◆ **Given instruction**
Reproduce every line of the material below word for word, but leave out the pictures.

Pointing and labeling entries
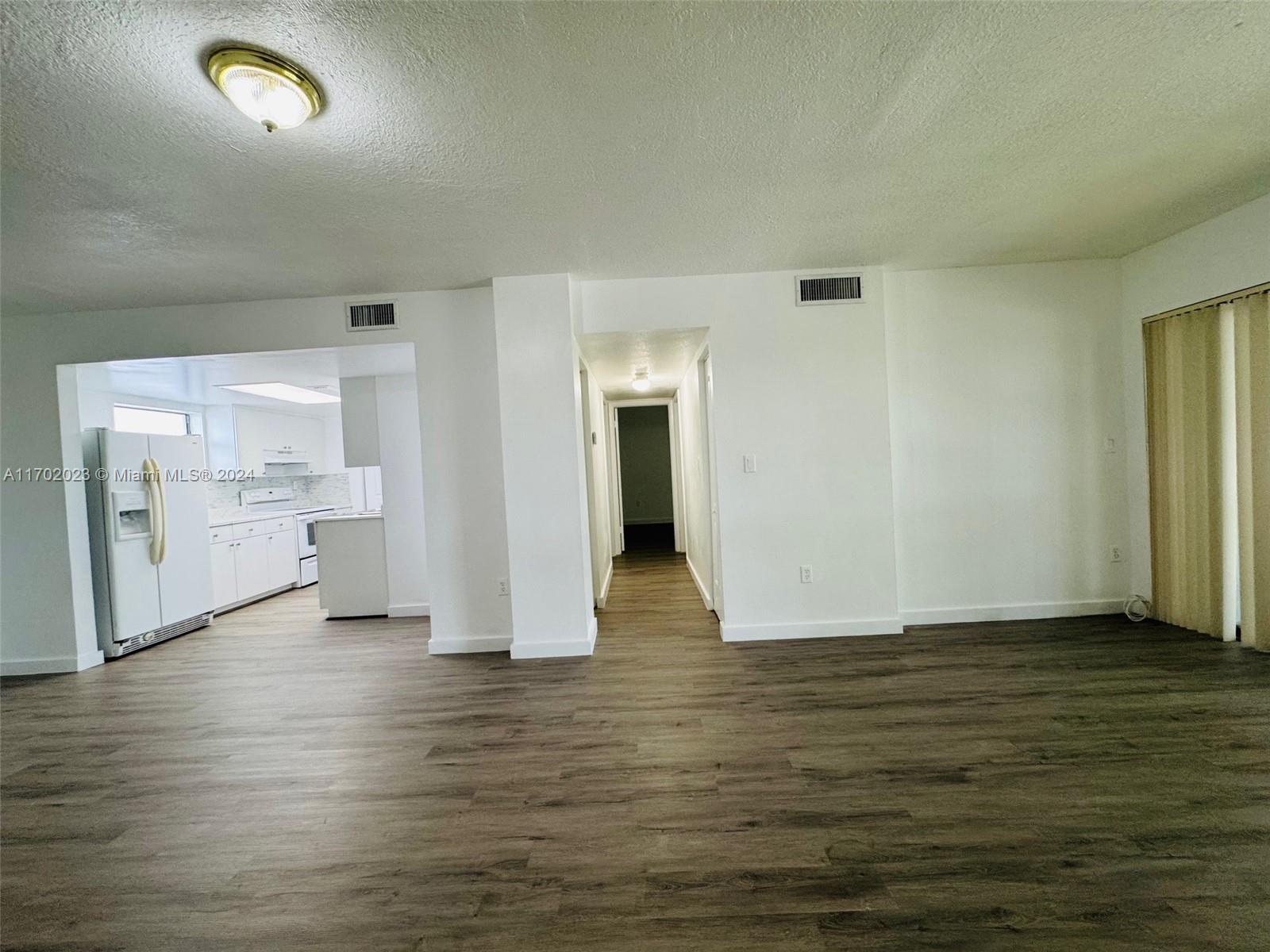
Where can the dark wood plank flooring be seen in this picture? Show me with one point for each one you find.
(281, 782)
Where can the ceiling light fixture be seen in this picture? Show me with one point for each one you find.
(283, 391)
(268, 89)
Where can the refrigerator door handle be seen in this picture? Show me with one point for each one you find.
(163, 505)
(150, 474)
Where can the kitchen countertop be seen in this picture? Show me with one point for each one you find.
(351, 516)
(225, 517)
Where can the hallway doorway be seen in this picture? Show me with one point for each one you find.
(645, 446)
(645, 475)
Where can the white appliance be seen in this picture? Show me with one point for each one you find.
(148, 532)
(306, 541)
(286, 463)
(271, 501)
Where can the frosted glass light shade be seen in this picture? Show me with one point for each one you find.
(264, 88)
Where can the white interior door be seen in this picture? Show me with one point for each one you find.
(186, 571)
(133, 581)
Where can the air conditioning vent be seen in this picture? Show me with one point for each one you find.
(829, 290)
(371, 315)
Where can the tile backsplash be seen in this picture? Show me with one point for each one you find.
(325, 489)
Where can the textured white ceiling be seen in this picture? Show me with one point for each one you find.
(664, 355)
(471, 140)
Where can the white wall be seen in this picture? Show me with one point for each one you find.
(1223, 254)
(648, 494)
(1005, 384)
(696, 490)
(540, 408)
(44, 571)
(597, 498)
(402, 479)
(806, 390)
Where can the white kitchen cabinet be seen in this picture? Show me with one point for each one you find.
(252, 566)
(283, 559)
(256, 558)
(248, 437)
(224, 575)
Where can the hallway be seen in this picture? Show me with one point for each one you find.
(653, 598)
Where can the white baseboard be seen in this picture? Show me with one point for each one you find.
(602, 598)
(469, 647)
(705, 596)
(1011, 613)
(40, 666)
(810, 630)
(410, 609)
(558, 649)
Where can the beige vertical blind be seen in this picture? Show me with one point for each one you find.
(1184, 433)
(1253, 466)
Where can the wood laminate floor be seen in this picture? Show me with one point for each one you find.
(281, 782)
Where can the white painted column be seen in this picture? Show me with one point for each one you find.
(545, 488)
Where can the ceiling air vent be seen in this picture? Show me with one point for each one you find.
(371, 315)
(829, 290)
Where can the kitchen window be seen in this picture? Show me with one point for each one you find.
(152, 419)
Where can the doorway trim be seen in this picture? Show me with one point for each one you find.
(616, 463)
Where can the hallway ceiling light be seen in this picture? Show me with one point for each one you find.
(283, 391)
(267, 88)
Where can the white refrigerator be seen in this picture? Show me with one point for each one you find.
(148, 531)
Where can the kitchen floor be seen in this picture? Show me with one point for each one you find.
(285, 782)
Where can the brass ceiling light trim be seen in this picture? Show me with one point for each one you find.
(266, 88)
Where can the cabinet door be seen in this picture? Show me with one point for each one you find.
(283, 562)
(224, 578)
(252, 565)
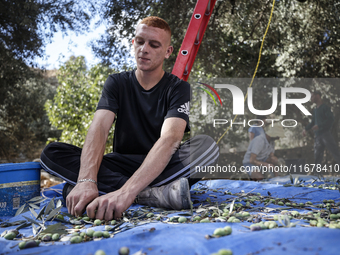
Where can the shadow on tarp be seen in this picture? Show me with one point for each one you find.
(190, 238)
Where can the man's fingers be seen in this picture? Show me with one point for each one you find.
(79, 208)
(117, 214)
(91, 208)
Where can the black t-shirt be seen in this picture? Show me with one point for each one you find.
(140, 113)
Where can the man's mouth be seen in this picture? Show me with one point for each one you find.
(143, 59)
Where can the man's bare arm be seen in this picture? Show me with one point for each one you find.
(91, 158)
(115, 203)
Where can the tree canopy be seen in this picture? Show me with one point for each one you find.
(302, 42)
(26, 26)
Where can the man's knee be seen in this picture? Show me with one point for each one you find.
(204, 146)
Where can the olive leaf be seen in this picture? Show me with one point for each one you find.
(56, 228)
(34, 199)
(185, 214)
(201, 210)
(59, 203)
(53, 213)
(23, 225)
(49, 207)
(32, 221)
(34, 206)
(20, 210)
(232, 206)
(139, 253)
(41, 212)
(34, 229)
(34, 213)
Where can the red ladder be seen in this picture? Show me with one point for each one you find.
(193, 38)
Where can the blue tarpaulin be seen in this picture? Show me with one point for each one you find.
(191, 238)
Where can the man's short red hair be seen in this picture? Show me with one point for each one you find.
(154, 21)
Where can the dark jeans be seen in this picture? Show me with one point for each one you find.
(63, 160)
(325, 140)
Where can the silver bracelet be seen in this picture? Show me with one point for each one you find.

◆ **Full output**
Where can the dark wood plank flooring be seen in this picture? Show me with one point for each one you find.
(281, 782)
Where can the ceiling light fixture be seen in this picture? Show me with one point for each one you find.
(283, 391)
(268, 89)
Where can the refrigerator door handle be seen in this picture? Show me with one point for each one you find.
(163, 505)
(150, 474)
Where can the kitchen countertop be seen in this picture? Show me with one point for each one you find.
(351, 516)
(225, 517)
Where can the hallway doorway be seen in this picture? Show me with one point for each one you find.
(645, 446)
(645, 475)
Where can the white appliance be seen in this picture? Show me with one point for each one you find.
(148, 532)
(306, 541)
(286, 463)
(271, 501)
Where can the frosted glass light shade be seen in this picture? Show me with one point for each one you find.
(264, 88)
Where can the white interior door be seen in this picture? Show me with one point for each one you find.
(186, 571)
(133, 581)
Where can the air conditioning vent be seen in this picture? Show me with one point for each one you find.
(829, 290)
(371, 315)
Where can the tile backsplash be seen in this picture? Show me with one point for each one you find.
(325, 489)
Where can the textured white ceiling be seen in this picture? Show me with one point for each one you find.
(664, 355)
(471, 140)
Where can the white wall be seen in this picture? Show me with one point for each one you find.
(1223, 254)
(648, 494)
(1005, 384)
(696, 490)
(540, 408)
(44, 571)
(597, 498)
(402, 479)
(806, 390)
Where can the white kitchen cabinet be seen in this picture? Show me with one point for each one you find.
(252, 566)
(283, 559)
(256, 558)
(248, 437)
(224, 575)
Where can the hallway be seen in this picture? Show me with one point for each one you find.
(653, 598)
Where can the white baseboard be seen in this picture? Show me with one point for each one you find.
(602, 598)
(469, 647)
(705, 596)
(1011, 613)
(40, 666)
(810, 630)
(410, 609)
(558, 649)
Where can the beige vertical blind be seen in this picture? Show me with one point for each one you find.
(1184, 433)
(1253, 466)
Where can the wood laminate floor be seen in this picture? Show me with one point for each one you find.
(281, 782)
Where can the white painted column be seen in this picture? Show me with one point for each one you find.
(545, 488)
Where can the ceiling air vent be seen in this picture? Show me with one point for each one you find.
(371, 315)
(829, 290)
Where can the kitchen window be seen in this picture? Show me with one point for each one you find.
(152, 419)
Where can the doorway trim be seen in this picture? Show me with one point for each one you find.
(616, 463)
Where can the hallway ceiling light be seen in this picture? Show me with one point for each one you find.
(283, 391)
(267, 88)
Where can the white refrigerator be seen in this picture? Show me with one point for each one you find.
(148, 531)
Where can the kitchen floor be seen in this picture? Show me with one point for each one you find.
(285, 782)
Where can the brass ceiling light trim be seen in this picture? Show me with one point for each one you find.
(266, 88)
Where can the cabinet door be seen in this picture? Show me with one point for each one you find.
(283, 562)
(224, 578)
(252, 565)
Where can the shadow on tarp be seen in this picture? Show me with one point for each one you find.
(190, 238)
Where can the man's fingers be seen in this picture? Show me with one point for each one you find.
(79, 208)
(117, 214)
(91, 208)
Where can the black t-shirt be seen in this picture? Show me with one point for each one you find.
(140, 113)
Where can the man's mouth be seen in this picture? Show me with one point for each one you find.
(143, 59)
Where can the man's bare arm be seen in this picture? Show me with one point for each one you find.
(91, 158)
(115, 203)
Where can the tree canopy be seen in this picture? Show me with one point for each one you find.
(302, 42)
(26, 26)
Where can the man's knee be seen in this picture? Show me with one point for each one you find.
(204, 146)
Where can the olive leaf be seen in this picture? Show me with one point for each one you find.
(56, 228)
(34, 199)
(185, 214)
(201, 210)
(59, 203)
(53, 213)
(23, 225)
(49, 207)
(32, 221)
(34, 206)
(20, 210)
(232, 206)
(139, 253)
(41, 212)
(34, 229)
(34, 213)
Where can the red ladder be seen in this picture? Show me with one point for each one you find.
(193, 38)
Where can the blue tarpaulin be seen in this picture? Show me with one point for each one you find.
(191, 238)
Where can the man's short red hair be seen in this picture? Show me with one point for each one you find.
(154, 21)
Where can the dark jeans be seen in this picture? Show me with one point for each one you find.
(63, 160)
(325, 140)
Where can the silver bracelet be seen in this picture? Show me with one point for each one you find.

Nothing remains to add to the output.